--- Start LISTED RECORDS ---

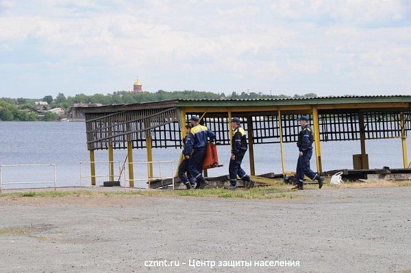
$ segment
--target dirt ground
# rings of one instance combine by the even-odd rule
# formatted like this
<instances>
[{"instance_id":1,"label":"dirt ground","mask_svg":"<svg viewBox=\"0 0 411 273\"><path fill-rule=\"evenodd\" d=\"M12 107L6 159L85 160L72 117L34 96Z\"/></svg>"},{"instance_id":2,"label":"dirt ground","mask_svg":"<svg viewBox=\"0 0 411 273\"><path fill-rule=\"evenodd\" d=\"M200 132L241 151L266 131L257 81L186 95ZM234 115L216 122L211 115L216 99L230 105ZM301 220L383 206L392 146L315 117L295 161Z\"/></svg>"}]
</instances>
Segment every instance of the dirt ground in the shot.
<instances>
[{"instance_id":1,"label":"dirt ground","mask_svg":"<svg viewBox=\"0 0 411 273\"><path fill-rule=\"evenodd\" d=\"M0 271L411 272L411 187L295 194L300 198L3 197ZM193 259L216 266L192 268ZM146 266L164 260L179 266ZM217 266L241 260L300 266Z\"/></svg>"}]
</instances>

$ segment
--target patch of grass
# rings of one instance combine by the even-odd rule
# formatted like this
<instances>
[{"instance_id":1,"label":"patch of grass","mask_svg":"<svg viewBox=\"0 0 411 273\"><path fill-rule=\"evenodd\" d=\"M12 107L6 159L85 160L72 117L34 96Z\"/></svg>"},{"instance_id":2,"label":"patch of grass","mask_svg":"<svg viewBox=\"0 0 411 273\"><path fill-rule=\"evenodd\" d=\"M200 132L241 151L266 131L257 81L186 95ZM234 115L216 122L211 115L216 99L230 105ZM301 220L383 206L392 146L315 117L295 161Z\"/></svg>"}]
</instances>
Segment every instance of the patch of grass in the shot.
<instances>
[{"instance_id":1,"label":"patch of grass","mask_svg":"<svg viewBox=\"0 0 411 273\"><path fill-rule=\"evenodd\" d=\"M21 196L23 196L23 197L34 197L37 194L36 193L35 191L29 191L29 192L23 193L21 195Z\"/></svg>"},{"instance_id":2,"label":"patch of grass","mask_svg":"<svg viewBox=\"0 0 411 273\"><path fill-rule=\"evenodd\" d=\"M297 198L299 195L292 192L289 187L284 184L260 187L253 189L238 189L228 191L223 188L210 188L202 190L119 190L117 191L101 191L93 190L78 191L40 191L3 193L0 197L18 198L64 198L64 197L107 197L112 198L121 195L145 195L145 196L190 196L190 197L217 197L221 198L243 198L243 199L271 199L271 198Z\"/></svg>"}]
</instances>

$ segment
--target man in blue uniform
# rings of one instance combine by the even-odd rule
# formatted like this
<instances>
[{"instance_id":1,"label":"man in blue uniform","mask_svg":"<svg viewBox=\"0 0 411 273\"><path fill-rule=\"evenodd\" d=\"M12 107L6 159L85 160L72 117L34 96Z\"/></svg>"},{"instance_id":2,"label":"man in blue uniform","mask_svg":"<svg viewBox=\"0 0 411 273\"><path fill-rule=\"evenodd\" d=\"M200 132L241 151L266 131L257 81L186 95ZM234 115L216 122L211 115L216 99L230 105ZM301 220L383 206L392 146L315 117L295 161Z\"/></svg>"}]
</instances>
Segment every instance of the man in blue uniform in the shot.
<instances>
[{"instance_id":1,"label":"man in blue uniform","mask_svg":"<svg viewBox=\"0 0 411 273\"><path fill-rule=\"evenodd\" d=\"M320 174L314 172L310 168L310 160L312 156L312 143L314 142L314 134L312 129L310 127L310 119L307 116L301 116L299 118L301 130L298 134L298 141L297 146L299 151L299 156L297 163L297 172L295 178L297 186L296 189L303 189L304 175L312 180L319 182L319 187L321 189L324 182L324 178Z\"/></svg>"},{"instance_id":2,"label":"man in blue uniform","mask_svg":"<svg viewBox=\"0 0 411 273\"><path fill-rule=\"evenodd\" d=\"M190 137L192 139L192 146L187 151L191 154L188 163L188 171L197 182L196 189L204 189L208 182L203 177L203 161L206 156L206 146L208 139L214 141L216 135L207 127L200 125L200 119L197 116L192 116L189 121L192 128L190 130Z\"/></svg>"},{"instance_id":3,"label":"man in blue uniform","mask_svg":"<svg viewBox=\"0 0 411 273\"><path fill-rule=\"evenodd\" d=\"M192 126L191 124L187 124L186 126L186 136L183 140L183 161L178 166L178 177L180 180L184 183L187 189L193 189L195 187L195 179L188 171L188 163L190 162L190 158L191 157L191 152L192 150L192 139L190 135L190 130Z\"/></svg>"},{"instance_id":4,"label":"man in blue uniform","mask_svg":"<svg viewBox=\"0 0 411 273\"><path fill-rule=\"evenodd\" d=\"M233 128L231 141L232 156L228 167L230 185L227 189L237 189L237 176L244 182L245 187L251 188L254 187L254 181L251 180L241 168L241 162L247 149L245 131L240 126L240 119L238 117L233 117L231 123Z\"/></svg>"}]
</instances>

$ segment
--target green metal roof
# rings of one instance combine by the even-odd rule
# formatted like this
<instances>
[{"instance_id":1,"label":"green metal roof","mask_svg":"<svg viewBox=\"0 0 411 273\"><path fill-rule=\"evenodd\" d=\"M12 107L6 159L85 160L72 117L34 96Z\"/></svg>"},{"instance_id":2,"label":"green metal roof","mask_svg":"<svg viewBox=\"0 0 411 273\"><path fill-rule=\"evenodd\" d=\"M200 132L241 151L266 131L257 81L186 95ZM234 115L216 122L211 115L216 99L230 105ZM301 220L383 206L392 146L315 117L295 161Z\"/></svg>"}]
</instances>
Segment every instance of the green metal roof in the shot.
<instances>
[{"instance_id":1,"label":"green metal roof","mask_svg":"<svg viewBox=\"0 0 411 273\"><path fill-rule=\"evenodd\" d=\"M168 107L238 107L271 106L292 105L321 105L365 103L405 103L410 107L411 95L387 96L340 96L284 99L175 99L158 102L148 102L128 104L113 104L103 106L79 108L85 112L115 112L121 110L160 108Z\"/></svg>"}]
</instances>

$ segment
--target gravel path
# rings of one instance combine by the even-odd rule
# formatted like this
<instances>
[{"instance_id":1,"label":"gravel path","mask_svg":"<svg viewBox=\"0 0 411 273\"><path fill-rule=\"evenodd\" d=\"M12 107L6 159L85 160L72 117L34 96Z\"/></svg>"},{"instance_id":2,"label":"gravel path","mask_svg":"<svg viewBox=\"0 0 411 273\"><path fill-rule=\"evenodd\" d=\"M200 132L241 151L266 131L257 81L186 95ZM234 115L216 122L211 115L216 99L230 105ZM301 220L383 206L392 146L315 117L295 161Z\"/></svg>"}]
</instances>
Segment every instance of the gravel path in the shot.
<instances>
[{"instance_id":1,"label":"gravel path","mask_svg":"<svg viewBox=\"0 0 411 273\"><path fill-rule=\"evenodd\" d=\"M0 271L410 272L411 187L297 193L302 198L1 198ZM190 259L217 263L193 268ZM145 266L151 260L180 266ZM216 266L235 260L300 266Z\"/></svg>"}]
</instances>

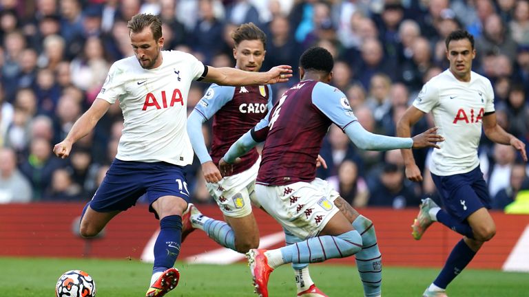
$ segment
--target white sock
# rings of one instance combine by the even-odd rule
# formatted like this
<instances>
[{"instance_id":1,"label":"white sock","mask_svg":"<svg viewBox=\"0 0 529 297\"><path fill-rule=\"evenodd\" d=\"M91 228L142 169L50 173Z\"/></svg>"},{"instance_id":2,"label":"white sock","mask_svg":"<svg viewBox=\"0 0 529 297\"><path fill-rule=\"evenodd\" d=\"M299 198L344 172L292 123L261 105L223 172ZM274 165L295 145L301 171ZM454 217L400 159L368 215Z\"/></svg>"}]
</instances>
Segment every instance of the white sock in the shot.
<instances>
[{"instance_id":1,"label":"white sock","mask_svg":"<svg viewBox=\"0 0 529 297\"><path fill-rule=\"evenodd\" d=\"M311 278L309 274L309 266L305 266L303 269L294 270L295 275L295 285L298 287L298 293L309 289L314 282Z\"/></svg>"},{"instance_id":2,"label":"white sock","mask_svg":"<svg viewBox=\"0 0 529 297\"><path fill-rule=\"evenodd\" d=\"M432 221L437 221L437 212L439 212L439 210L441 210L441 208L432 208L428 212L428 214L430 214L430 219L431 219Z\"/></svg>"},{"instance_id":3,"label":"white sock","mask_svg":"<svg viewBox=\"0 0 529 297\"><path fill-rule=\"evenodd\" d=\"M268 265L272 269L276 269L278 266L284 264L283 255L280 249L270 250L264 252L264 256L268 260Z\"/></svg>"},{"instance_id":4,"label":"white sock","mask_svg":"<svg viewBox=\"0 0 529 297\"><path fill-rule=\"evenodd\" d=\"M430 285L430 287L428 287L428 291L433 291L433 292L444 292L444 289L440 288L432 283L431 285Z\"/></svg>"},{"instance_id":5,"label":"white sock","mask_svg":"<svg viewBox=\"0 0 529 297\"><path fill-rule=\"evenodd\" d=\"M154 283L154 282L156 281L156 280L158 280L158 278L159 278L160 276L162 275L163 273L163 272L155 272L152 275L152 276L151 276L151 286L152 285L152 284Z\"/></svg>"}]
</instances>

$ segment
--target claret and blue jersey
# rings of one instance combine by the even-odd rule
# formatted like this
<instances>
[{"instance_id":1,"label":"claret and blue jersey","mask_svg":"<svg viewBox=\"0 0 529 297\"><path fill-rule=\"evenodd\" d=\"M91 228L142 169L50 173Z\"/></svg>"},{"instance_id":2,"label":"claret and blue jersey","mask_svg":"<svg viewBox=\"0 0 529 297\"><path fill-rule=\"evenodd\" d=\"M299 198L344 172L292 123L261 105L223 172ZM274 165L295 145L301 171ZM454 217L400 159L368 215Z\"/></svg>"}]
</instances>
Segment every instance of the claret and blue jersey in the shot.
<instances>
[{"instance_id":1,"label":"claret and blue jersey","mask_svg":"<svg viewBox=\"0 0 529 297\"><path fill-rule=\"evenodd\" d=\"M347 98L337 88L316 80L294 85L252 130L256 141L266 140L257 182L285 185L314 179L329 126L345 129L356 121Z\"/></svg>"},{"instance_id":2,"label":"claret and blue jersey","mask_svg":"<svg viewBox=\"0 0 529 297\"><path fill-rule=\"evenodd\" d=\"M253 127L272 107L270 86L226 87L212 85L195 110L207 120L213 118L210 155L216 164L241 135ZM255 164L259 154L255 148L241 157L233 175Z\"/></svg>"}]
</instances>

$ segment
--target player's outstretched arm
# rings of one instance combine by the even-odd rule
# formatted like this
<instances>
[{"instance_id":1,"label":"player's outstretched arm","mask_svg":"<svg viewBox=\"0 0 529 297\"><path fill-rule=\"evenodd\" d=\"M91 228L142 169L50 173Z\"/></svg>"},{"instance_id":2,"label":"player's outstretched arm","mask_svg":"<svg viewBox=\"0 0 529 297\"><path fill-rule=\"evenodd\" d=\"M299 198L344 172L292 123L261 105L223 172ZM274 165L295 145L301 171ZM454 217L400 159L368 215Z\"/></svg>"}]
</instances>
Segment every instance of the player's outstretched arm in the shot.
<instances>
[{"instance_id":1,"label":"player's outstretched arm","mask_svg":"<svg viewBox=\"0 0 529 297\"><path fill-rule=\"evenodd\" d=\"M267 72L245 72L236 68L216 68L208 66L207 75L203 81L220 85L246 86L285 82L292 76L289 65L276 66Z\"/></svg>"},{"instance_id":2,"label":"player's outstretched arm","mask_svg":"<svg viewBox=\"0 0 529 297\"><path fill-rule=\"evenodd\" d=\"M516 148L523 161L527 162L526 144L513 135L507 133L501 128L496 120L496 113L492 113L483 117L483 131L487 138L501 144L511 145Z\"/></svg>"},{"instance_id":3,"label":"player's outstretched arm","mask_svg":"<svg viewBox=\"0 0 529 297\"><path fill-rule=\"evenodd\" d=\"M411 135L411 126L413 126L424 113L411 106L406 111L402 117L397 122L397 136L408 138ZM412 182L422 182L422 174L419 166L415 164L415 160L411 149L400 150L406 167L406 177Z\"/></svg>"},{"instance_id":4,"label":"player's outstretched arm","mask_svg":"<svg viewBox=\"0 0 529 297\"><path fill-rule=\"evenodd\" d=\"M55 155L63 159L68 157L72 151L72 146L96 126L96 124L110 107L110 103L106 100L96 99L90 108L75 122L66 138L53 147Z\"/></svg>"},{"instance_id":5,"label":"player's outstretched arm","mask_svg":"<svg viewBox=\"0 0 529 297\"><path fill-rule=\"evenodd\" d=\"M189 135L191 145L195 154L200 160L202 173L207 182L216 183L222 179L220 171L213 163L211 156L207 152L202 133L202 124L205 118L196 111L193 111L187 118L187 134Z\"/></svg>"}]
</instances>

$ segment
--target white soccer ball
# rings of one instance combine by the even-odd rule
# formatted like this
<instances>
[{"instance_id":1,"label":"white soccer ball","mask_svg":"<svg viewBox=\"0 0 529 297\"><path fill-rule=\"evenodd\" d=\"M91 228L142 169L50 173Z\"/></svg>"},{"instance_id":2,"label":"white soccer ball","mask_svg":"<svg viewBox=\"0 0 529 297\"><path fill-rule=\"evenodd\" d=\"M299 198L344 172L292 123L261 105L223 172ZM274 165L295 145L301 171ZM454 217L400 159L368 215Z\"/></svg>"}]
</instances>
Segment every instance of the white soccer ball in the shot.
<instances>
[{"instance_id":1,"label":"white soccer ball","mask_svg":"<svg viewBox=\"0 0 529 297\"><path fill-rule=\"evenodd\" d=\"M55 297L94 297L96 282L82 270L70 270L63 274L55 286Z\"/></svg>"}]
</instances>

--- End LISTED RECORDS ---

**YOUR INSTRUCTIONS:**
Locate each line in the records above that contains the string "target" and copy every such line in full.

**REPLY:**
--target dirt ground
--target patch of grass
--target man in blue uniform
--target green metal roof
--target gravel path
--target white sock
--target claret and blue jersey
--target player's outstretched arm
--target white soccer ball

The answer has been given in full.